## Begin Listed entries

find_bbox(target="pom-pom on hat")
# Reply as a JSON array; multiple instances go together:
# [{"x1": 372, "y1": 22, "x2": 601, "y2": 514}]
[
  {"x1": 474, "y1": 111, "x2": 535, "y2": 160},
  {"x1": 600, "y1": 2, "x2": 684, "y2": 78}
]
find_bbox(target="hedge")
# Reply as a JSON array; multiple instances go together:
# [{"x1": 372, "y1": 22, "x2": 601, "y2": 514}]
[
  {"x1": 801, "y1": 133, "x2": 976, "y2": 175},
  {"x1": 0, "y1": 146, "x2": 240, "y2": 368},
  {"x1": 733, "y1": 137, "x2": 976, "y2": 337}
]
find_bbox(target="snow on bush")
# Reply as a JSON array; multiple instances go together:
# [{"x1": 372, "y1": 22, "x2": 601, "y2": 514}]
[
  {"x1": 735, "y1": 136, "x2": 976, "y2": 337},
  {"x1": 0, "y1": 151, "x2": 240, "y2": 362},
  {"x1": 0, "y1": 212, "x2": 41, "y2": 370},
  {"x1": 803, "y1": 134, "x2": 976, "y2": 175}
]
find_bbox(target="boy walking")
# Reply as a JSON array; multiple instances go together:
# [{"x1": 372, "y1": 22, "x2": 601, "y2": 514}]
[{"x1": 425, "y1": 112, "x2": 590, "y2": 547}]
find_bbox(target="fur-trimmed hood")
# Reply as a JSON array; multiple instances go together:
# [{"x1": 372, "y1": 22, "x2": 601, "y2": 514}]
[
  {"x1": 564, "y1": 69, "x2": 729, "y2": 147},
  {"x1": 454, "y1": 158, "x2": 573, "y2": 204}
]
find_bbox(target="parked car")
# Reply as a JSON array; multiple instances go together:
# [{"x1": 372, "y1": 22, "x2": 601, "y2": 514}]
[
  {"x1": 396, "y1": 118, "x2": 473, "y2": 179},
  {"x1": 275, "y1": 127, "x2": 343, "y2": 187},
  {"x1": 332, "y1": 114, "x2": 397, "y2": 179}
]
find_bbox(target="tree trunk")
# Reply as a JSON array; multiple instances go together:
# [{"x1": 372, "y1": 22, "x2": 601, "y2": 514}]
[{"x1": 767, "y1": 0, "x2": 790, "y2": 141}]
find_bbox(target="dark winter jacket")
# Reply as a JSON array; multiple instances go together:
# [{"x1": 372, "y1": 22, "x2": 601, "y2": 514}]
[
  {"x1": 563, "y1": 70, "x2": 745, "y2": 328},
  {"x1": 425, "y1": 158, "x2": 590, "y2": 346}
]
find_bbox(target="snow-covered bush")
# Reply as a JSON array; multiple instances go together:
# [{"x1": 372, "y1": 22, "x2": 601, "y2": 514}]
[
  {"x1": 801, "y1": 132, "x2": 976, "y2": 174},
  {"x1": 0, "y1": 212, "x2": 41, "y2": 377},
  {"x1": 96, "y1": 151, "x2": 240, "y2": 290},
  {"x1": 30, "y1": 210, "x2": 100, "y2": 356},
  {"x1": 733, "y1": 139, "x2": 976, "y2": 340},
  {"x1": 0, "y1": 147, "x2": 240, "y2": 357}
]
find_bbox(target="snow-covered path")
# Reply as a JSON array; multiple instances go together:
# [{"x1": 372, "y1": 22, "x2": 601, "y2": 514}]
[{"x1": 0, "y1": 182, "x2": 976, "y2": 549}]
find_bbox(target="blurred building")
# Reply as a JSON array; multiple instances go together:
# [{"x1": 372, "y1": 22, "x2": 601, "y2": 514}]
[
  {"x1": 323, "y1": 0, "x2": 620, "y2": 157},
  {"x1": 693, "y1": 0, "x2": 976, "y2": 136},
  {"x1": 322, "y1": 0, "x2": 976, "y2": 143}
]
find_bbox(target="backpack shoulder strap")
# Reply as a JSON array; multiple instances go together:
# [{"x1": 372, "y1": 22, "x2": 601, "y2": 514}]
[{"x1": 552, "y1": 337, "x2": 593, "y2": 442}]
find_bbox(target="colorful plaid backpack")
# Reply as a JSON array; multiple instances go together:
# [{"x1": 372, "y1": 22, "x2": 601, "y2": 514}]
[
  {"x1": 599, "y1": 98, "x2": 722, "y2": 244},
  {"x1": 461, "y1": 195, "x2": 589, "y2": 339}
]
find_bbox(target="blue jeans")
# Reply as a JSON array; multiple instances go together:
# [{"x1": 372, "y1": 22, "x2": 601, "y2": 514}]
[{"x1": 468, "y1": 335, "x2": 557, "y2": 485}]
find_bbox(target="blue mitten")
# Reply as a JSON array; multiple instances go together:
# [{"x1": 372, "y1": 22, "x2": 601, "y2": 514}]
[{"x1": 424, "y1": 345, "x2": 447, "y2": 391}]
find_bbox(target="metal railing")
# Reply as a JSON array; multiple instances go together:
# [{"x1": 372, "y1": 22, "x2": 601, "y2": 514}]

## End Listed entries

Exercise aim:
Collect every line of the records above that contains the string "covered". Case counts.

Expected output:
find_bbox(target="snow-covered bush")
find_bbox(target="snow-covered path")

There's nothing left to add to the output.